Search the entries below for the string "thick" and copy the lines that hold it.

- _SOURCE RECORDS_
----

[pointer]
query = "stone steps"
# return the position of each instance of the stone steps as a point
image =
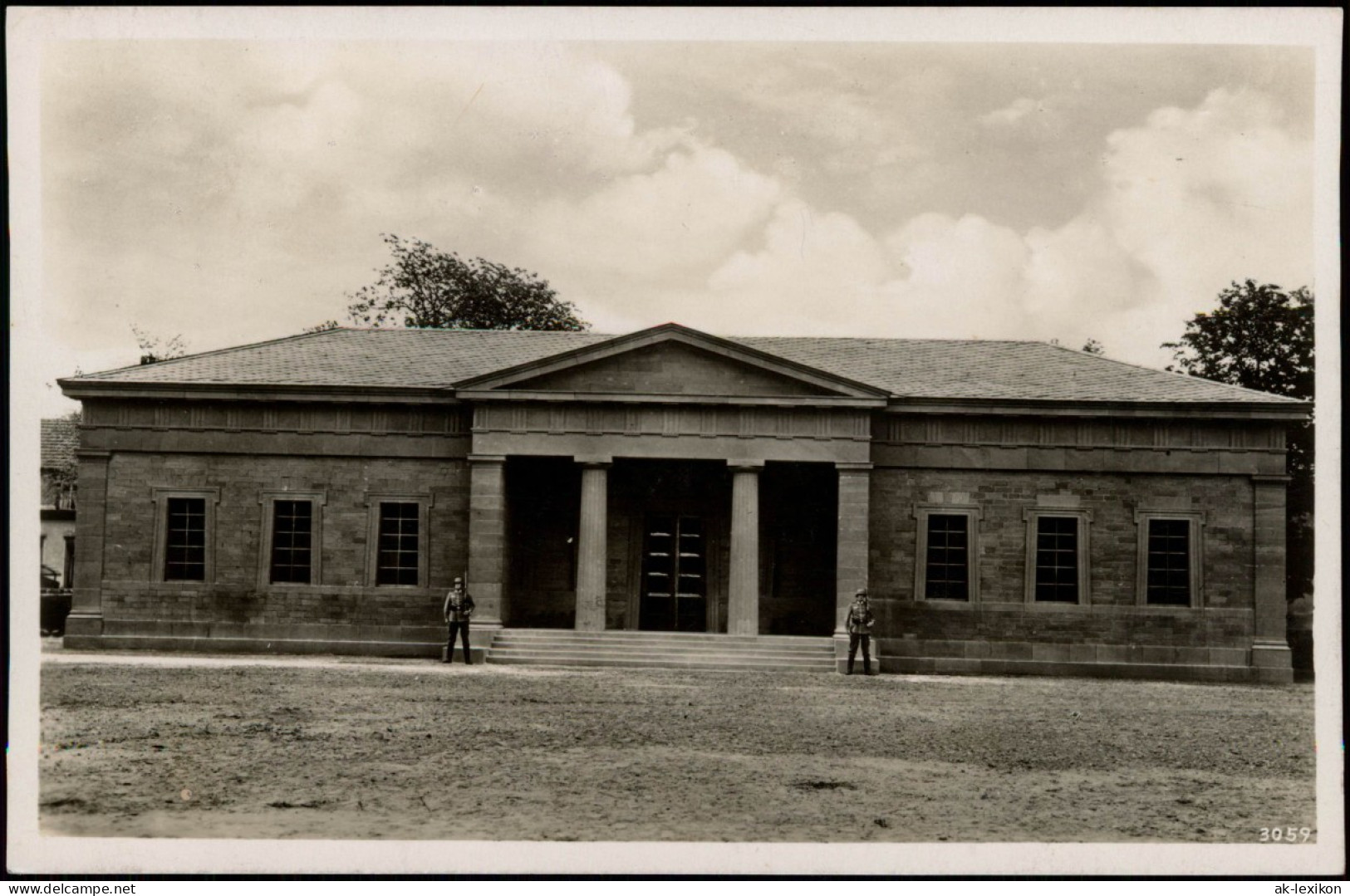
(660, 649)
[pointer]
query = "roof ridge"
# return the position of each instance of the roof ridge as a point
(211, 352)
(1172, 373)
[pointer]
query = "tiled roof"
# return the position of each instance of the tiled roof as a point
(905, 367)
(60, 440)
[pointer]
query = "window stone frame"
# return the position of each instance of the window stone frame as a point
(160, 497)
(1033, 517)
(268, 501)
(972, 514)
(1195, 546)
(425, 502)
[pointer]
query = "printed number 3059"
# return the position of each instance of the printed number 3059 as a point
(1285, 835)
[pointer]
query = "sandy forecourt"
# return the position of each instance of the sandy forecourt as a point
(393, 749)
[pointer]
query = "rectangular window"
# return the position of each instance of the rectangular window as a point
(1170, 563)
(399, 541)
(948, 557)
(292, 541)
(1058, 559)
(185, 540)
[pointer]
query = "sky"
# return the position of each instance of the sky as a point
(238, 190)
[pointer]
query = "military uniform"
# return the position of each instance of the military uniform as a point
(458, 608)
(860, 632)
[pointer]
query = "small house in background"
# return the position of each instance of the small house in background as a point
(1011, 507)
(60, 438)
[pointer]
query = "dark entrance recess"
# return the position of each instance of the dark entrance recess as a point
(798, 546)
(674, 574)
(543, 501)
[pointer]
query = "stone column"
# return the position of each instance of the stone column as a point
(84, 625)
(852, 546)
(488, 539)
(743, 591)
(1270, 654)
(593, 546)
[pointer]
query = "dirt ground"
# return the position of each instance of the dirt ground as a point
(414, 751)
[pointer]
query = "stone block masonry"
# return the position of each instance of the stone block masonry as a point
(345, 606)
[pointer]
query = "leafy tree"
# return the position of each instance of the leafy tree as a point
(153, 349)
(1261, 338)
(425, 286)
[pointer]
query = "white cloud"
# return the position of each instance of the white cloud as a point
(1011, 114)
(235, 192)
(680, 219)
(1188, 201)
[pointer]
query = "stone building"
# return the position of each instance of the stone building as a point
(57, 513)
(1011, 507)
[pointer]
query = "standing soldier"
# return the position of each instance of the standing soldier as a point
(860, 630)
(459, 606)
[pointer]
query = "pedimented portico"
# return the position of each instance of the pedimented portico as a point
(670, 433)
(1011, 507)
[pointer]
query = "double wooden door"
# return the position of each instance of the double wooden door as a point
(674, 585)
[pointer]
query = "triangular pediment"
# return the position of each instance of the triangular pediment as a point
(671, 360)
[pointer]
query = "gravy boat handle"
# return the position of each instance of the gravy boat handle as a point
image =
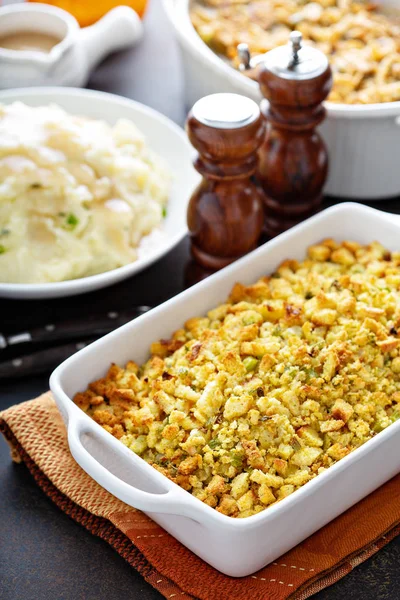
(118, 29)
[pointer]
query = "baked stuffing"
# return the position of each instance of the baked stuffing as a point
(362, 43)
(244, 406)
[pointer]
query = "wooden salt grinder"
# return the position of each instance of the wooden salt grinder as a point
(225, 214)
(293, 167)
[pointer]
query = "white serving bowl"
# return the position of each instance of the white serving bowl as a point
(162, 135)
(236, 547)
(363, 140)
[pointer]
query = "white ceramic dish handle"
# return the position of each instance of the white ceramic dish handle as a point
(169, 502)
(119, 28)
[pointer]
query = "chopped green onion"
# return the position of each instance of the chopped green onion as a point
(250, 363)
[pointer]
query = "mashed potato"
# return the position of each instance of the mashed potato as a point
(76, 195)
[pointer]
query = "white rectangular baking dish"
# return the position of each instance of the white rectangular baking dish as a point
(236, 547)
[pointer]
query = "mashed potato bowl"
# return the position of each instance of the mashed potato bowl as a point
(163, 137)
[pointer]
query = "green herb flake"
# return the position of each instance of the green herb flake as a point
(250, 363)
(71, 221)
(395, 416)
(214, 443)
(249, 320)
(236, 459)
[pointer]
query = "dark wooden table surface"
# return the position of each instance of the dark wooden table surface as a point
(44, 555)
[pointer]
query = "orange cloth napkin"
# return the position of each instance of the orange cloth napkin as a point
(37, 437)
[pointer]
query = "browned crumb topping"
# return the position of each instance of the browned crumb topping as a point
(244, 406)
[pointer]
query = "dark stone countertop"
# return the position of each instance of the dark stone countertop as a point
(44, 555)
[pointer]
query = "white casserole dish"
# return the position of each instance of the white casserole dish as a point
(162, 135)
(363, 140)
(236, 547)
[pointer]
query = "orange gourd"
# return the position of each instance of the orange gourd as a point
(88, 12)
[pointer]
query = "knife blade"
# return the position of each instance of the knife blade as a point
(40, 362)
(73, 329)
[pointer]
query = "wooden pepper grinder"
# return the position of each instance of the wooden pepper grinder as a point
(293, 167)
(225, 214)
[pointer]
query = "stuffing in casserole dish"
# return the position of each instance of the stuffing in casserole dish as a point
(244, 406)
(363, 45)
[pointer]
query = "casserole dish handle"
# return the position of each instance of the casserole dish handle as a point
(169, 502)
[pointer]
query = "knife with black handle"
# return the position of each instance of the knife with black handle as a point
(74, 329)
(39, 362)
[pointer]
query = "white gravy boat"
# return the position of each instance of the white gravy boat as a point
(71, 61)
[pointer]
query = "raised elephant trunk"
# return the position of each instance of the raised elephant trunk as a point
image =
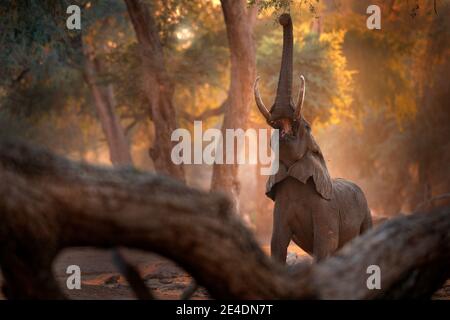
(283, 111)
(283, 107)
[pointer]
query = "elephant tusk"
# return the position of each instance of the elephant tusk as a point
(300, 98)
(262, 108)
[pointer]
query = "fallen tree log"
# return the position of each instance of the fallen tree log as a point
(48, 203)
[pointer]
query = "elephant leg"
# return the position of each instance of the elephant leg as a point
(326, 235)
(281, 236)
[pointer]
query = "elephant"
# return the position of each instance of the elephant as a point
(317, 213)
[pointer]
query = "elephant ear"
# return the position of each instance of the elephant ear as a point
(313, 165)
(274, 179)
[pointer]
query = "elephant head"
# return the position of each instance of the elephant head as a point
(299, 154)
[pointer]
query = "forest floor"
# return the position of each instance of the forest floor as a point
(101, 279)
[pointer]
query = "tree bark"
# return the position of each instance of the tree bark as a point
(119, 151)
(157, 87)
(48, 203)
(239, 21)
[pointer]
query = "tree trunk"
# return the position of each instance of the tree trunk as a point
(119, 151)
(48, 203)
(158, 88)
(239, 21)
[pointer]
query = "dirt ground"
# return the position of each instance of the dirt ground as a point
(101, 279)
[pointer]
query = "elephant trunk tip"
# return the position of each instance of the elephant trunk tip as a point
(284, 19)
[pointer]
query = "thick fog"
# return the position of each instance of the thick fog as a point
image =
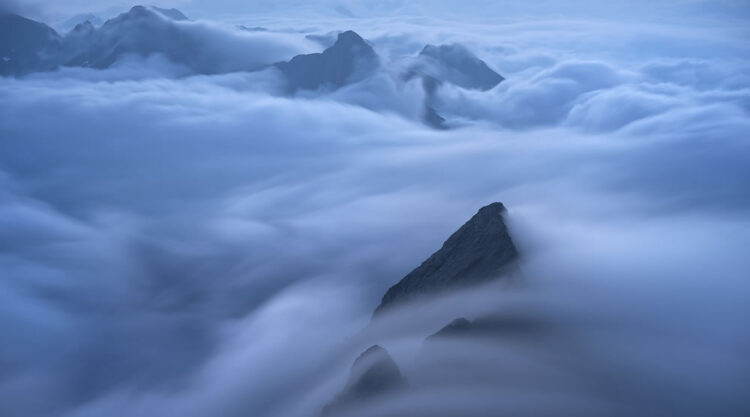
(178, 244)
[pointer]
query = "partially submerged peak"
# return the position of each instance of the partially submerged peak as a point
(374, 373)
(349, 38)
(172, 13)
(479, 251)
(457, 65)
(349, 60)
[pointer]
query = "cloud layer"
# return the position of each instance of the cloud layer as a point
(175, 244)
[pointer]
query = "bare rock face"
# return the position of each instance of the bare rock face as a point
(350, 59)
(26, 45)
(480, 250)
(373, 374)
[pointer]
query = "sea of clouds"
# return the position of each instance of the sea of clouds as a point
(190, 245)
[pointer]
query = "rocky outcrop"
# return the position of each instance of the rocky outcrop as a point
(480, 250)
(350, 59)
(456, 65)
(26, 46)
(373, 374)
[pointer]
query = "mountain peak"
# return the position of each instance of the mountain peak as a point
(349, 38)
(480, 250)
(373, 373)
(455, 64)
(349, 60)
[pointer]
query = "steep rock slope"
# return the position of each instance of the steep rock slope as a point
(350, 59)
(480, 250)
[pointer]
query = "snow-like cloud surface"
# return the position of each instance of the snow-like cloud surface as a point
(182, 245)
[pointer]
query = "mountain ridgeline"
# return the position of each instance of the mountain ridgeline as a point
(27, 46)
(480, 250)
(349, 60)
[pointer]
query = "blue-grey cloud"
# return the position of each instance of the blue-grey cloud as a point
(181, 244)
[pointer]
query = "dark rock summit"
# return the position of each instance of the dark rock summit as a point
(350, 59)
(456, 65)
(373, 374)
(479, 251)
(26, 46)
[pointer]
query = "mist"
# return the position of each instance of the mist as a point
(181, 242)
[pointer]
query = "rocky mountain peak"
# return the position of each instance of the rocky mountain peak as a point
(374, 373)
(480, 250)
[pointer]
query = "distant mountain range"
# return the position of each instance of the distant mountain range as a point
(27, 46)
(480, 251)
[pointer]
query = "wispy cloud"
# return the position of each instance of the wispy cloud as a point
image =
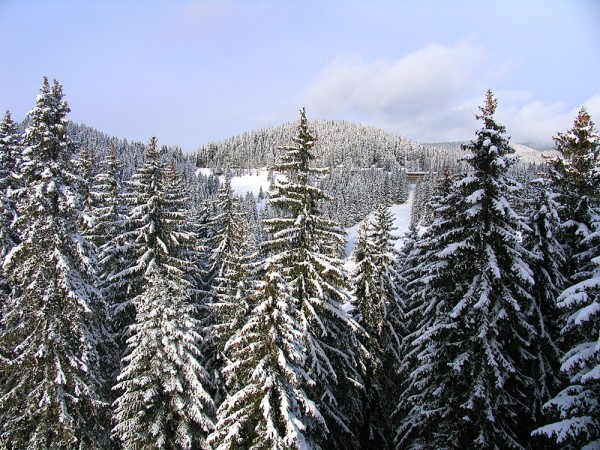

----

- _WRITTEN ANSWER_
query = "thick fog"
# return the position of each instance of the thick fog as a point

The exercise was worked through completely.